▶ _Task details_: Reproduce the data below verbatim, from the line containing "Please locate the man's white" through the end of the data.

━━━━

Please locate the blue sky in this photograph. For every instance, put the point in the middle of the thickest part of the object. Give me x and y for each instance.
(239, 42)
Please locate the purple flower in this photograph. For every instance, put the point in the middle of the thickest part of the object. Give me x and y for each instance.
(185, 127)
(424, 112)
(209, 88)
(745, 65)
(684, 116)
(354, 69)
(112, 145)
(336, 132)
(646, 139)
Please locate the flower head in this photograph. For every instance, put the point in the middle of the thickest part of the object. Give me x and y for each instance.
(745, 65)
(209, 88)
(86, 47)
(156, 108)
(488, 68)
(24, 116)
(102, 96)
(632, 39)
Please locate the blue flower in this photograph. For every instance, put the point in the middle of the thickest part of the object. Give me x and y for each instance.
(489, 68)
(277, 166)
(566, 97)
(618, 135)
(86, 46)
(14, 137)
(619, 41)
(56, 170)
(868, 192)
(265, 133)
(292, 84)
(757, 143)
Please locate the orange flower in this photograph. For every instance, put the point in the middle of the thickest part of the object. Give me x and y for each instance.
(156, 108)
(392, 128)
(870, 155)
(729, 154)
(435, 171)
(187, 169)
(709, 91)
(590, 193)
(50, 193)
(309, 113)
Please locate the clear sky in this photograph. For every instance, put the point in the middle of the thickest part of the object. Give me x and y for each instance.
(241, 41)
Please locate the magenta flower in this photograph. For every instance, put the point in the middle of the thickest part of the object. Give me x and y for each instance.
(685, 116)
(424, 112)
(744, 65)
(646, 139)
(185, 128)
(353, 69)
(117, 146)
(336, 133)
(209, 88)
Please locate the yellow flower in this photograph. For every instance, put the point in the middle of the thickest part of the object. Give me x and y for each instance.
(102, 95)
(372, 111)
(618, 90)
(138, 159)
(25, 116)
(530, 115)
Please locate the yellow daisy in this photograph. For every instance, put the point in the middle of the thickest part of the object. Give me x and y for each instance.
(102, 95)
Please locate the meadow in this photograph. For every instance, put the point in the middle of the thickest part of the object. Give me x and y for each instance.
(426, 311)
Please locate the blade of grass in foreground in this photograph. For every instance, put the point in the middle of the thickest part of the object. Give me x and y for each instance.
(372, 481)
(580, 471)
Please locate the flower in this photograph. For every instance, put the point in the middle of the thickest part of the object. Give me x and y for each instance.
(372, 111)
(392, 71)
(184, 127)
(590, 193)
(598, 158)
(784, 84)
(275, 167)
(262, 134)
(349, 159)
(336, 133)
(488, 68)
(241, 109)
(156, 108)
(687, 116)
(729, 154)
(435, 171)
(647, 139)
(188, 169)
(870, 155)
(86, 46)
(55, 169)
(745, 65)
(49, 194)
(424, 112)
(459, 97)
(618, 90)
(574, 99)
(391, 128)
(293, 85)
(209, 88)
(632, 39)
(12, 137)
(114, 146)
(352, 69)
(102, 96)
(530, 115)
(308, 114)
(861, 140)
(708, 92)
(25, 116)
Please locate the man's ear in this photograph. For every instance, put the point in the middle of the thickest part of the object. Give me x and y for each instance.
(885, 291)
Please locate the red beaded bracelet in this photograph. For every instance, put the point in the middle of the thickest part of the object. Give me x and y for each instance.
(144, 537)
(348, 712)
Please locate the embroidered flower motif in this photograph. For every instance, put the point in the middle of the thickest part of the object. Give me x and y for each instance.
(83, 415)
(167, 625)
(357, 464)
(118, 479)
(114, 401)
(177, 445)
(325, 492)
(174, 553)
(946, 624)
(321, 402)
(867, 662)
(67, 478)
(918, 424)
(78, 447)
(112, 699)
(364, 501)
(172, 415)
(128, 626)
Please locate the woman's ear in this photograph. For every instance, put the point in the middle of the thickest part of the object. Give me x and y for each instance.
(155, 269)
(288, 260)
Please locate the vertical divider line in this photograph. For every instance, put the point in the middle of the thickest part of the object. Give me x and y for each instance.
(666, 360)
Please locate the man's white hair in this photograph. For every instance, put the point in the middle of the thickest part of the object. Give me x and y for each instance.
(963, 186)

━━━━

▶ _Finished task_:
Please locate the man's white hair in this photograph. For every instance, put the point in the middle of the thickest part of the object. Give me x and y for each instance.
(963, 186)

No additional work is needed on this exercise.